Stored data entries
==*==

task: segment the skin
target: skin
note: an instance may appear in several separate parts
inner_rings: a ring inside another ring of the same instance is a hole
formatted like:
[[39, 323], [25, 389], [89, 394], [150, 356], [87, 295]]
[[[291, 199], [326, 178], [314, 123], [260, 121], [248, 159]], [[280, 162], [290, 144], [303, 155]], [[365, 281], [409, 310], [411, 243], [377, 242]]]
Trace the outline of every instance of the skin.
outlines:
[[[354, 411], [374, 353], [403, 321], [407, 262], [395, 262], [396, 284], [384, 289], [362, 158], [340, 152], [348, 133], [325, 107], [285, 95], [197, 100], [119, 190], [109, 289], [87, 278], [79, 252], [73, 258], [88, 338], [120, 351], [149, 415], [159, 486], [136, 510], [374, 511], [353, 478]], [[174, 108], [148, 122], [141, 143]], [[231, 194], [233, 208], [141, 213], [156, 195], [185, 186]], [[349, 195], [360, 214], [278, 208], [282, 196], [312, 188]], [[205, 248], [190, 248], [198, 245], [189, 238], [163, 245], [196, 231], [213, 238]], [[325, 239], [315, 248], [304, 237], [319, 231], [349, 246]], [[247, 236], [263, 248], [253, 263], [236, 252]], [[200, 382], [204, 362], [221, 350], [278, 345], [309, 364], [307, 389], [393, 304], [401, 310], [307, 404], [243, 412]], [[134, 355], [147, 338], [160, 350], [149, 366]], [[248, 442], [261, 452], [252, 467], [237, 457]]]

==*==

Your instructions
Return exactly, and only, the lines above starting at the line that contains "243], [377, 242]]]" and ending at the line that contains "Trace the outline".

Reply
[[[291, 199], [326, 178], [314, 123], [260, 121], [248, 159]], [[280, 162], [290, 144], [303, 155]], [[365, 281], [409, 310], [411, 243], [377, 242]]]
Trace the outline of every instance of the skin.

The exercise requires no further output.